Task prompt: From the line containing "the form (240,238)." to the last line of the records, please reproduce every line exactly and nothing more.

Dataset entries
__________
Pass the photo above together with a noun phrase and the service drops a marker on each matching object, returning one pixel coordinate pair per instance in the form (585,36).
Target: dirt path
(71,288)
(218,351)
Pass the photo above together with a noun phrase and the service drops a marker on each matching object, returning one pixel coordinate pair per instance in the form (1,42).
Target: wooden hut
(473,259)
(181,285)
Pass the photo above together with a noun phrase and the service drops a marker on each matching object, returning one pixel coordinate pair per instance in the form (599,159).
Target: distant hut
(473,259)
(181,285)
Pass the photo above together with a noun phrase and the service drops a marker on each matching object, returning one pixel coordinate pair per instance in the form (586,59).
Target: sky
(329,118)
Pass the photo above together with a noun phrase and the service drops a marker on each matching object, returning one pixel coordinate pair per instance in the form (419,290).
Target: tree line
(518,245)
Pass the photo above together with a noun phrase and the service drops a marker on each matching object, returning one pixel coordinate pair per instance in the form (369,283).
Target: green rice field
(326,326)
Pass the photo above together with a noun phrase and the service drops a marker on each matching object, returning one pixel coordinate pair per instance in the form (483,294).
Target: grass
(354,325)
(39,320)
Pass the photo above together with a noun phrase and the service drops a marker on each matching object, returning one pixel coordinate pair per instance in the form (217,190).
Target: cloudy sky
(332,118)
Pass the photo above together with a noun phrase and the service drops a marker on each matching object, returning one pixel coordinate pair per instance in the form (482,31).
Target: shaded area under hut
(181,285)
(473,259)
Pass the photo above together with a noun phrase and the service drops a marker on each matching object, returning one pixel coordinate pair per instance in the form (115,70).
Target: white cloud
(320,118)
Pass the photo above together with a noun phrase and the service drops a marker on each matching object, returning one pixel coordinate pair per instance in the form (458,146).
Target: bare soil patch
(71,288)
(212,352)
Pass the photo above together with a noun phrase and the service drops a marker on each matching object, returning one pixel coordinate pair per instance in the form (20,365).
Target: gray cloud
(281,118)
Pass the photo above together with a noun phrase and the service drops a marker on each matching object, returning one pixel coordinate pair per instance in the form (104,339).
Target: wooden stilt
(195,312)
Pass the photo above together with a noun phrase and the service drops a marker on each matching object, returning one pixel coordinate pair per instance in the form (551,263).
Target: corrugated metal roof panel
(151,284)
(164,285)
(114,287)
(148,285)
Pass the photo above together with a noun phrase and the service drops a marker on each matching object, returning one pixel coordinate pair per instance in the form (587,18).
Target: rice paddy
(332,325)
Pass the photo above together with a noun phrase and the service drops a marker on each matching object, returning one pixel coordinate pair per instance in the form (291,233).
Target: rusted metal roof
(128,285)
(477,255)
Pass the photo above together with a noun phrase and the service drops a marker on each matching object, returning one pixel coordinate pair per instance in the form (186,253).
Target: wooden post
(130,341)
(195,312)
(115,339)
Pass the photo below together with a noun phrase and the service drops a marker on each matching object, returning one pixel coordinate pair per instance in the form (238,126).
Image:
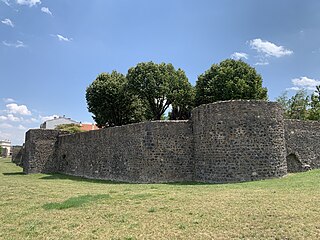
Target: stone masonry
(229,141)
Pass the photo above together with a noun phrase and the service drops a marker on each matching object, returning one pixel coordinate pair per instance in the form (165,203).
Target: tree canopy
(158,86)
(230,79)
(71,128)
(301,105)
(110,101)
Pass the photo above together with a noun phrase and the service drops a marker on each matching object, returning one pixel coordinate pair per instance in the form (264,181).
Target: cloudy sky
(50,51)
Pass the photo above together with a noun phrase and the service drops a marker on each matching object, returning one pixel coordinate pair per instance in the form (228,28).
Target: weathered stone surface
(40,148)
(238,141)
(17,153)
(145,152)
(229,141)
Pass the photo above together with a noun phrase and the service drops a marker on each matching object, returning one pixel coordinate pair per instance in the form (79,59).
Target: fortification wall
(17,153)
(303,144)
(238,141)
(158,151)
(40,149)
(223,142)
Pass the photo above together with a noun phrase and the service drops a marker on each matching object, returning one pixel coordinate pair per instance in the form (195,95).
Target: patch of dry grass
(60,207)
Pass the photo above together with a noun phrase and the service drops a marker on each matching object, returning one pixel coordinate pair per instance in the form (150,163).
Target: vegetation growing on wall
(150,89)
(230,79)
(159,86)
(111,102)
(301,105)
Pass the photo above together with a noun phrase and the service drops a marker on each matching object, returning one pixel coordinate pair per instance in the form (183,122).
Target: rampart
(229,141)
(303,145)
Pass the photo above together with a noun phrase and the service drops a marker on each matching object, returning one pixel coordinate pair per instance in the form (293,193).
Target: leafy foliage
(71,128)
(159,86)
(314,111)
(301,105)
(110,101)
(230,79)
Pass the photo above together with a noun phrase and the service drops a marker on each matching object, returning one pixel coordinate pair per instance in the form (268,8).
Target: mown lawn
(60,207)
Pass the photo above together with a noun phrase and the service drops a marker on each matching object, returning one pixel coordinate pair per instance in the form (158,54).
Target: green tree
(296,107)
(110,101)
(159,86)
(314,111)
(283,100)
(230,79)
(71,128)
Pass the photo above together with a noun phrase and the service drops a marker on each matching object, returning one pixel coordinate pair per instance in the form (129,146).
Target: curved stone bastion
(238,141)
(230,141)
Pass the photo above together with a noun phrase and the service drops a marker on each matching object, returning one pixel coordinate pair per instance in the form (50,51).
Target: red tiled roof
(88,127)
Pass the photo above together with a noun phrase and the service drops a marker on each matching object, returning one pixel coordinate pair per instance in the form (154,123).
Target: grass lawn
(60,207)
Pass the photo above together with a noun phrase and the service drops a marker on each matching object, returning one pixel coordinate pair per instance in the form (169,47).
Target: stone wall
(227,141)
(17,153)
(303,144)
(238,141)
(40,149)
(158,151)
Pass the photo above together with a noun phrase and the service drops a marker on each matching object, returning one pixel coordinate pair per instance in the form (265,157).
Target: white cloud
(21,127)
(294,89)
(62,38)
(29,3)
(31,120)
(18,109)
(269,49)
(305,82)
(239,55)
(6,2)
(5,125)
(8,22)
(8,100)
(46,118)
(46,10)
(18,44)
(262,63)
(13,118)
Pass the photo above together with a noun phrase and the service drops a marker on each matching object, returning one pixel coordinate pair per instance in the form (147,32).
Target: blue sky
(50,51)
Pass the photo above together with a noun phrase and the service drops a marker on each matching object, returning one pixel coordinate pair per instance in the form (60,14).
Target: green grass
(43,206)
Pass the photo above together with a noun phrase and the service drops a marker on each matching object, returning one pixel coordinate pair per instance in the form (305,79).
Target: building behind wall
(53,123)
(229,141)
(6,148)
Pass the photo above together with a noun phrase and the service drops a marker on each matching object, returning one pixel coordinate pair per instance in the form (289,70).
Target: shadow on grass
(59,176)
(75,202)
(14,174)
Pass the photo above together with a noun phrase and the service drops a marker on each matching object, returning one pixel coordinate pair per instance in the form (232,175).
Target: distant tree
(110,101)
(159,86)
(298,106)
(230,79)
(283,100)
(314,111)
(71,128)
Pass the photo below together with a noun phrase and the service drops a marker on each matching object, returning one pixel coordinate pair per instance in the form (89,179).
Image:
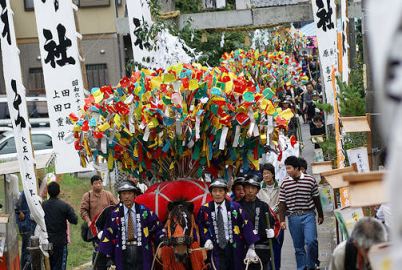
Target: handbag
(86,233)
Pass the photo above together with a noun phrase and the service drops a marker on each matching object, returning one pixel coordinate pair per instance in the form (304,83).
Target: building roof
(267,3)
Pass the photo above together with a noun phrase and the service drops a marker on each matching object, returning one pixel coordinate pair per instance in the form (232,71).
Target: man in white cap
(257,210)
(225,230)
(129,229)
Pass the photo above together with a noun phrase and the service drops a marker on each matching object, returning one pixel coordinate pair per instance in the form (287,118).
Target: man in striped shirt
(298,199)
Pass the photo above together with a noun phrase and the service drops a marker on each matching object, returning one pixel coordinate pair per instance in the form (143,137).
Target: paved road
(326,231)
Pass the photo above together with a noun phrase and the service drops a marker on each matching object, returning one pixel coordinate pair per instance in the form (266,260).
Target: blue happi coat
(241,234)
(149,230)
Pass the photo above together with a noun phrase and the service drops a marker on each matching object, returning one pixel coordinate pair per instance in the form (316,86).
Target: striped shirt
(298,195)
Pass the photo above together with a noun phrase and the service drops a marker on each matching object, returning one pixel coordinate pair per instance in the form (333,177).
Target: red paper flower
(125,82)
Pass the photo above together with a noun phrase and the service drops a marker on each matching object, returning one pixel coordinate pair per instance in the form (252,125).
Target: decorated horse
(182,247)
(176,204)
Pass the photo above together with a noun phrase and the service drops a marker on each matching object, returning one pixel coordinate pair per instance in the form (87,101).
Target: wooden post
(369,143)
(36,254)
(83,67)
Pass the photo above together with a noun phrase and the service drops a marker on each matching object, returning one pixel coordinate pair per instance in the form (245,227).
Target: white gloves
(251,255)
(208,245)
(270,233)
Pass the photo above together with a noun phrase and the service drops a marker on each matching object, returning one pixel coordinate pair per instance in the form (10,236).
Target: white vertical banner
(359,156)
(139,17)
(324,12)
(384,21)
(345,42)
(19,116)
(62,73)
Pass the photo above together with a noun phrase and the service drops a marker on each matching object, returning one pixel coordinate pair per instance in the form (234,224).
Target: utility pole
(371,109)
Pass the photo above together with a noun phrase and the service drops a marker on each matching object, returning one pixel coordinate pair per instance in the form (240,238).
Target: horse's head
(180,228)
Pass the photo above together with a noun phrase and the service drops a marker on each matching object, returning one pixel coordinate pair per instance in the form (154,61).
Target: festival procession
(200,134)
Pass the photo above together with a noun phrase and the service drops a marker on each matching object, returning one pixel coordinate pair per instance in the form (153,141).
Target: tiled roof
(266,3)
__________
Output below:
Pass the photo above together with a noun phrase and the service drops a marker on each matching object, returning one pixel coordinate pair per instance in the form (240,238).
Target: horse's head
(180,228)
Pass the photo above together with a noun phrase and the service drops a marker on each matching object, returning one pixel coordinate pair per instance in the form (154,61).
Target: festival procession
(200,134)
Pass the photo above together with a noun phrase and the service drops a marker on each matching object, returning one pixel coordinate pair per instance in the form (153,141).
Target: tiled roof
(266,3)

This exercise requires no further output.